### Assigned task
In the entries below, find the line with "Q: For each instance of the purple" and the line with "Q: For each instance of the red"; give again those lines and every line between them, exactly.

========================================

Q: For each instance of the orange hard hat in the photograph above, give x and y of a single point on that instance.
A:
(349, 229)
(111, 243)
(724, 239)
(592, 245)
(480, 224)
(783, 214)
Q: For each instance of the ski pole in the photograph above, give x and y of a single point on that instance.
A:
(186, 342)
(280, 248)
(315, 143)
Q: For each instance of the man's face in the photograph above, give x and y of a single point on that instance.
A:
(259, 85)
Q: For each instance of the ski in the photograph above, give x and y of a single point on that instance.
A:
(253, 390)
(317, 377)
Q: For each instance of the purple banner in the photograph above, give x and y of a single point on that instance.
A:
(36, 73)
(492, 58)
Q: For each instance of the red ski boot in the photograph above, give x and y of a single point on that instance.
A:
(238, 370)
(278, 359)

========================================

### Finished exercise
Q: For each instance of the purple banner in the photograph above, give x and y of a single point on that instance.
A:
(36, 73)
(492, 58)
Q: For each instance of the red ski boot in the photograph above, give x and y of a single point on that instance.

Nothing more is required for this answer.